◆ **List of tasks**
• a. According to the text on summer lawn pests, at what time of day should the soap flush test for armyworms be done?
• b. Duplicate the text on summer lawn pests starting with "If you’re watering" and going on through "ornamentals or vegetables.".

◆ **Text section**
If you’re watering your lawn, but those brown patches don’t seem to get any greener, you might be dealing with a common summer pest. But how can you tell the difference between damage from pests, drought, and lawn disease? Learn how to identify, remove, and prevent three of the most common summer lawn pests.
Armyworms are caterpillar-like larvae of fuzzy brown moths. There are several species, all striped and ranging in color from brown to yellow, red, and green. They’re typically one to two inches long.
Like many insects, armyworms have four life stages: egg, larvae, pupa, and adult. There are three generations:
First generation: April-May
Second generation: June-July
Third generation: August-September
Armyworms are most destructive in the larval stage, which is when they strip away and eat your grass stems and blades. They might also eat leaves of ornamentals or vegetables.
By the time armyworms have infested, it’s usually too late to control the damage. If you suspect an invasion, look for:
Circular bare patches
Brown patches surrounded by healthy turf
Transparent-looking grass blades
More birds feeding on your lawn than usual
Armyworms typically attack Kentucky bluegrass, tall fescue, fine fescue, Bermudagrass, and ryegrass. They are particularly prominent in the South. Most armyworms are spotted in lawns in late summer, but outbreaks have been reported as early as April.
See if armyworms are infesting your lawn with a simple soap flush test. Mix three tablespoons of dish soap and one gallon of water. Pour over any patches that appear infected. Within a few minutes, larvae should rise to the surface.
Do the test at night when they are most active. If there are more than three armyworms per square foot, it’s time to take action.
Get rid of armyworms with one of two organic methods:
Nematodes are an organic option, which can help get rid of more than 200 kinds of turf pests. These microscopic worms release toxins which kill the insects. Species that specifically target armyworms include Steinernema carpocapsae, Heterorhabditis bacteriophora, and Heterorhabditis indica.

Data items
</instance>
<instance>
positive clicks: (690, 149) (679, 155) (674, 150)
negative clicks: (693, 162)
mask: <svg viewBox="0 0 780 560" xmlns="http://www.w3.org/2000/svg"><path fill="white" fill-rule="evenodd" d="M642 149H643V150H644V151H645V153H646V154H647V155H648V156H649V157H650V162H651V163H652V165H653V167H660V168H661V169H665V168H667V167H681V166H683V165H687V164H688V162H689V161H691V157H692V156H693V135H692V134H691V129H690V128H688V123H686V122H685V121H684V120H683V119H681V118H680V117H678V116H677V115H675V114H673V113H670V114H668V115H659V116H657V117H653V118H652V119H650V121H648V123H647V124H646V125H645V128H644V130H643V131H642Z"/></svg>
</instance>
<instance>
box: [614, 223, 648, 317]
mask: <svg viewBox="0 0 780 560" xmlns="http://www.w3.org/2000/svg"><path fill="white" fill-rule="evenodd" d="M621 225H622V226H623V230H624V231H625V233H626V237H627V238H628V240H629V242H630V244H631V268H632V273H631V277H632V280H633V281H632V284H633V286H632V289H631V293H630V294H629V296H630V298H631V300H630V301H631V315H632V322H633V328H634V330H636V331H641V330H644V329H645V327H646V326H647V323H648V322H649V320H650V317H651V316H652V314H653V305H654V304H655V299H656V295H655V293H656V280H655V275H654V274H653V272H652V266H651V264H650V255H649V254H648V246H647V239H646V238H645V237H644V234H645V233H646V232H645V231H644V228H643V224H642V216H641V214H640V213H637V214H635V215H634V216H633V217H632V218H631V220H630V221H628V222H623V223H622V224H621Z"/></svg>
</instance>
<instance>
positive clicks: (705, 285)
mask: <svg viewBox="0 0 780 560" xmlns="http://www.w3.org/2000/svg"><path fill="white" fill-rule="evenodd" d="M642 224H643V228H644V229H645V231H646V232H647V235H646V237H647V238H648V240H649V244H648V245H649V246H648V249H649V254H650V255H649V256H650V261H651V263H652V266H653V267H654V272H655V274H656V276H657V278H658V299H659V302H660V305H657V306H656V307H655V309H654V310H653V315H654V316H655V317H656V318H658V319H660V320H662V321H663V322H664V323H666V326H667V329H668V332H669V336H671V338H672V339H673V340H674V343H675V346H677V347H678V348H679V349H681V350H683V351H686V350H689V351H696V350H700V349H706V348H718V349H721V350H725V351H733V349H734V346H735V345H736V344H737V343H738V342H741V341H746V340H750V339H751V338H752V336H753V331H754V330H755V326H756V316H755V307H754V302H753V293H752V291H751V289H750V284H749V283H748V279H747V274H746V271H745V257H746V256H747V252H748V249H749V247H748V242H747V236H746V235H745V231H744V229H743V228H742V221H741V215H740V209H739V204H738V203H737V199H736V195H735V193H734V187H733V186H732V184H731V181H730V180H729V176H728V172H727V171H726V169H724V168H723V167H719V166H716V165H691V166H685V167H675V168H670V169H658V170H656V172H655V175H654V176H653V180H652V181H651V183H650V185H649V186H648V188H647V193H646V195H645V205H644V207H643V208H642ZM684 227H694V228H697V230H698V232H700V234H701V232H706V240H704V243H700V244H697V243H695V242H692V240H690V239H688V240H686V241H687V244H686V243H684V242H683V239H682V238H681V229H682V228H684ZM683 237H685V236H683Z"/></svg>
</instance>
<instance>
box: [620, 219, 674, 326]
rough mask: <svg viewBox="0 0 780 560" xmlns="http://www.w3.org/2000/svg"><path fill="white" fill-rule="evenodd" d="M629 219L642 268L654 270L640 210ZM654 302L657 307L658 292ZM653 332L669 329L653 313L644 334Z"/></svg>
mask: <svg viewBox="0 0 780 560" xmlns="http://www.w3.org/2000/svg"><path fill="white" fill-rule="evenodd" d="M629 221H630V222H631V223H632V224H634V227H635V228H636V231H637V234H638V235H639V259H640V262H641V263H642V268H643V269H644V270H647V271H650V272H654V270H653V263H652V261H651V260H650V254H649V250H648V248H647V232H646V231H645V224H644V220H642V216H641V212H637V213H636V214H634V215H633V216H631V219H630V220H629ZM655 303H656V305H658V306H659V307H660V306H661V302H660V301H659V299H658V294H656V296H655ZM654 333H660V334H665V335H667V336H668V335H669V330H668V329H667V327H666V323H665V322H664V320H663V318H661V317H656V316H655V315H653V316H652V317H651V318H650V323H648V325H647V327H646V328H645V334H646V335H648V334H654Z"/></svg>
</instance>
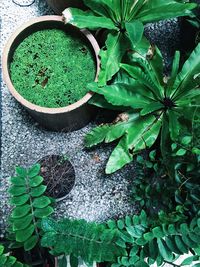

◆ **Answers for the exercise**
• a. The test should be done at night, when armyworms are most active.

• b.
If you’re watering your lawn, but those brown patches don’t seem to get any greener, you might be dealing with a common summer pest. But how can you tell the difference between damage from pests, drought, and lawn disease? Learn how to identify, remove, and prevent three of the most common summer lawn pests.
Armyworms are caterpillar-like larvae of fuzzy brown moths. There are several species, all striped and ranging in color from brown to yellow, red, and green. They’re typically one to two inches long.
Like many insects, armyworms have four life stages: egg, larvae, pupa, and adult. There are three generations:
First generation: April-May
Second generation: June-July
Third generation: August-September
Armyworms are most destructive in the larval stage, which is when they strip away and eat your grass stems and blades. They might also eat leaves of ornamentals or vegetables.